# [Recorded data]
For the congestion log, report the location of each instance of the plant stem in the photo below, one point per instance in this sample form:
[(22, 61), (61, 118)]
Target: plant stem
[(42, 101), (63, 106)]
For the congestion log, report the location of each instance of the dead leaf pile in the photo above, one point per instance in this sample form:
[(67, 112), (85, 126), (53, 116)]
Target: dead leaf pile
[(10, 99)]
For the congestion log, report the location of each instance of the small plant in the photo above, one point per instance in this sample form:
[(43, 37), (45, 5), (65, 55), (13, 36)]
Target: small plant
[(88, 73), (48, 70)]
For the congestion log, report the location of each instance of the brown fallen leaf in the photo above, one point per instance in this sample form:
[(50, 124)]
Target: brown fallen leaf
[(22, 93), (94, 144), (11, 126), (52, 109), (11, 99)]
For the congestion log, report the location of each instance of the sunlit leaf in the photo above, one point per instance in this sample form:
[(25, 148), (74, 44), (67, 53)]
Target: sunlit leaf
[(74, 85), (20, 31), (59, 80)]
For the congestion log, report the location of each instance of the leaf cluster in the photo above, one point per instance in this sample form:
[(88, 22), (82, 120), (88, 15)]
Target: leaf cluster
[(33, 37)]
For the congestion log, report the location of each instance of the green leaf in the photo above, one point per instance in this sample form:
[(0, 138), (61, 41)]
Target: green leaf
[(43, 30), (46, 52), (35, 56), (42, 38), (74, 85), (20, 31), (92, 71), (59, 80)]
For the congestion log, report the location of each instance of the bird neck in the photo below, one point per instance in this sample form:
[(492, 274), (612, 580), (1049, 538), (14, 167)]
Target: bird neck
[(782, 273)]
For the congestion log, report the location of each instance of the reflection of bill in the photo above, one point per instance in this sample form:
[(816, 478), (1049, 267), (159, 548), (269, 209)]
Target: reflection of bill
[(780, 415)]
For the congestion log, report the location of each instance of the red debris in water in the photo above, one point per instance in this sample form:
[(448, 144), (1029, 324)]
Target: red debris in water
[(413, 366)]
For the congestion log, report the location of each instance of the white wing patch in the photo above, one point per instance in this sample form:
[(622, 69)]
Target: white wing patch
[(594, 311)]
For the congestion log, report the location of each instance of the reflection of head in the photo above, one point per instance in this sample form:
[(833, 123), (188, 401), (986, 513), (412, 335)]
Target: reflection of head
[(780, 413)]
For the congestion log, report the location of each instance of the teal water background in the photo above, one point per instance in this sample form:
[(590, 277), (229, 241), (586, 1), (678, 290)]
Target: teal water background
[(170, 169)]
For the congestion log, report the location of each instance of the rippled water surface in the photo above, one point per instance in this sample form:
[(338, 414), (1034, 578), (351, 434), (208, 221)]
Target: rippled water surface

# [OBJECTIVE]
Retype the lines of the recorded data above, starting at the line that contains "of the leaf" and ending at the line that contains "[(780, 415)]", with both of those lines included.

# [THE OUTPUT]
For the congestion log, report the location of each instance of the leaf cluster in the photo above, one point per instance in this sample form:
[(88, 22), (82, 120), (88, 15)]
Target: leaf cluster
[(33, 37)]
For the congestion log, report the location of each instance of the green leaf in the photo above, one point per instance in this sample form:
[(0, 138), (61, 41)]
Target: green leaf
[(43, 30), (46, 52), (35, 56), (42, 38), (74, 85), (20, 31), (92, 71), (59, 80)]
For the congestion log, report the location of each instance of the bird neck in the photo below, one point per instance in this sample form:
[(492, 274), (612, 580), (1049, 538), (14, 167)]
Target: bird neck
[(782, 273)]
For the congestion log, report the location of each instance of the reflection of bill in the photo above, one point per instance in this sample form:
[(816, 478), (1049, 267), (159, 548), (269, 209)]
Target: reflection of bill
[(780, 415)]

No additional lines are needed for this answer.